• Supplied records:
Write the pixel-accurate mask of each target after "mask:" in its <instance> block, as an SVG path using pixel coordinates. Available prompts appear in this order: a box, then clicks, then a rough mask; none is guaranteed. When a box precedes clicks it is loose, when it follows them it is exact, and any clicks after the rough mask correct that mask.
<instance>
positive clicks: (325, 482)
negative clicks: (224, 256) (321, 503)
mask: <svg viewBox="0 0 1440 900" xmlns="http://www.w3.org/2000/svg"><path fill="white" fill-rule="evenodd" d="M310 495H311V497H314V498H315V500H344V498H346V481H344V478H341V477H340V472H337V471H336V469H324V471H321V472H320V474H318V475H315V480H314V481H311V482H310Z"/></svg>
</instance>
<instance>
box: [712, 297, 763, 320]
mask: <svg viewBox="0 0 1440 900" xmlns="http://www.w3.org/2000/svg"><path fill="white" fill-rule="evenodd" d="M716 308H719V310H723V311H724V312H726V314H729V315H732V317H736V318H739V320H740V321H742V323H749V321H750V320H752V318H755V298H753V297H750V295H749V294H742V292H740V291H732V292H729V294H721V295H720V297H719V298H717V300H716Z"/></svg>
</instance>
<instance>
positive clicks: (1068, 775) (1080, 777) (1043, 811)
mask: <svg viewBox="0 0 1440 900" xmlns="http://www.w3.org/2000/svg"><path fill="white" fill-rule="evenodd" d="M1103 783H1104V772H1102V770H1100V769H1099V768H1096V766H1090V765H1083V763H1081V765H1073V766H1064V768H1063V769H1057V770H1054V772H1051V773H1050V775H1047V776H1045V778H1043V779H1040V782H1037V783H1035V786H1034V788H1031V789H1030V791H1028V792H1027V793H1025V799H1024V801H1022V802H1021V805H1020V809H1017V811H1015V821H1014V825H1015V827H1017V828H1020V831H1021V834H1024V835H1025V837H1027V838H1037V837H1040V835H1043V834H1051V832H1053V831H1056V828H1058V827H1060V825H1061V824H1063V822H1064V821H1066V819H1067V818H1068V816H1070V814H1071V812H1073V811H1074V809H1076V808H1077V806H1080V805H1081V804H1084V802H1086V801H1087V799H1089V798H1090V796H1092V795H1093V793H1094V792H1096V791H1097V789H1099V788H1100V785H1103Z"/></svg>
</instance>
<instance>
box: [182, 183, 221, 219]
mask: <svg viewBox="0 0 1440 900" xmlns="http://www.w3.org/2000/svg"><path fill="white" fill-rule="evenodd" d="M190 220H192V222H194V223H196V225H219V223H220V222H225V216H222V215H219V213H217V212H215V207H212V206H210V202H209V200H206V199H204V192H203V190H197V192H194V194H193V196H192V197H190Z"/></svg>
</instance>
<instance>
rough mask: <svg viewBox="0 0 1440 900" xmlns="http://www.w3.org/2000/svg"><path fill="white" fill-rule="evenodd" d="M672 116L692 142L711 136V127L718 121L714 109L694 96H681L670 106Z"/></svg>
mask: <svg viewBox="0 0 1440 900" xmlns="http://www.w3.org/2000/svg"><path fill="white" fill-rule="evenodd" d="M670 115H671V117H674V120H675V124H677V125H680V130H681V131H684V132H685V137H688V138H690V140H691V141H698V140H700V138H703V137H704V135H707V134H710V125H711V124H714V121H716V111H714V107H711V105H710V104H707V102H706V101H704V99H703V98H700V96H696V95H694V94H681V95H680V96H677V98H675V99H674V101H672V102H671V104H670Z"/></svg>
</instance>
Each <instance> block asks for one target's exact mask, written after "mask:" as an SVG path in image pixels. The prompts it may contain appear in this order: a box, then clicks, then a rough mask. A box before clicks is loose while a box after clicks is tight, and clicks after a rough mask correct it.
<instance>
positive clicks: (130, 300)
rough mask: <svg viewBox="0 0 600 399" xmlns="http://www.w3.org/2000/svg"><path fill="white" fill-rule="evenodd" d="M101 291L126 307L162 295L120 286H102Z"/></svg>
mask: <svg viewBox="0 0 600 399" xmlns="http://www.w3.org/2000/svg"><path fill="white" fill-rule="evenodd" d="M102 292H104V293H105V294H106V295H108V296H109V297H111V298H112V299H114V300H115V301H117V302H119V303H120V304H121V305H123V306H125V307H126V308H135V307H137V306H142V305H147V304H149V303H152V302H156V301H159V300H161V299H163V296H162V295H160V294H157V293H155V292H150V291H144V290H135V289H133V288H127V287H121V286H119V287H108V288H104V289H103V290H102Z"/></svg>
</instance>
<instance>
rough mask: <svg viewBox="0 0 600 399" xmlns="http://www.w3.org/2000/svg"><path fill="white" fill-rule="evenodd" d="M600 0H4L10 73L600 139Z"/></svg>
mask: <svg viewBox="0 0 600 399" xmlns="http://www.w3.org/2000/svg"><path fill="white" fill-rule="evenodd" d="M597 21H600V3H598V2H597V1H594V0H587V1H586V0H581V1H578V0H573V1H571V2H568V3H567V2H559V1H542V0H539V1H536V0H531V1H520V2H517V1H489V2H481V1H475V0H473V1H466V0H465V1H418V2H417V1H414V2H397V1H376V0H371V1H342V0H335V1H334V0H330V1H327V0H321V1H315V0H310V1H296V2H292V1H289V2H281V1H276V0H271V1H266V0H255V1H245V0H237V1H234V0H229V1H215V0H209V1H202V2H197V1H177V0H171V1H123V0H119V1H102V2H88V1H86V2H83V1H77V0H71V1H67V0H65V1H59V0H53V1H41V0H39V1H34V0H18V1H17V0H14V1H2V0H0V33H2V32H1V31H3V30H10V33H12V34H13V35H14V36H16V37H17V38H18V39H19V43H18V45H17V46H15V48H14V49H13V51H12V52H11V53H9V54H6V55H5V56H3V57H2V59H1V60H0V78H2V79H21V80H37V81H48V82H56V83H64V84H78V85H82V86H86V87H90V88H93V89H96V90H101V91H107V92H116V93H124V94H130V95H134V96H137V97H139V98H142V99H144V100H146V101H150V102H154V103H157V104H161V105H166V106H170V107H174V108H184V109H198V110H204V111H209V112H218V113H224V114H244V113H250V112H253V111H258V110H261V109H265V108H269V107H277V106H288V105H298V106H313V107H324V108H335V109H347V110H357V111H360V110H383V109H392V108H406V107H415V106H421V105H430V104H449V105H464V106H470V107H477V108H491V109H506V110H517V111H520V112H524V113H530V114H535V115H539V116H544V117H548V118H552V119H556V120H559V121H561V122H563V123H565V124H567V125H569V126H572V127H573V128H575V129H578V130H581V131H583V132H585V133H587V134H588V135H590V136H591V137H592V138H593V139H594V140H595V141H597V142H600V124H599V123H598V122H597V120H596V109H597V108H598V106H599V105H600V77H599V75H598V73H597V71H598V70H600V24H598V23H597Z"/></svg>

• Your instructions: Show every line of the records above that contains the word "loose".

• Output of the task:
Write the pixel-accurate mask of each target after "mask:" in its <instance> block, as an SVG path using pixel coordinates. Available prompts appear in this order: a box, then clicks, then a rough mask; none is guaranteed. When a box precedes clicks it is loose, when it follows them it is exact, and any clicks after the rough mask correct that mask.
Each <instance> block asks for one target's exact mask, written after "mask:" as an SVG path in image pixels. The prompts it may contain appear in this order: a box, then clicks, then a rough mask. A box before clicks is loose while a box after clicks is tight, and clicks after a rough mask correct it.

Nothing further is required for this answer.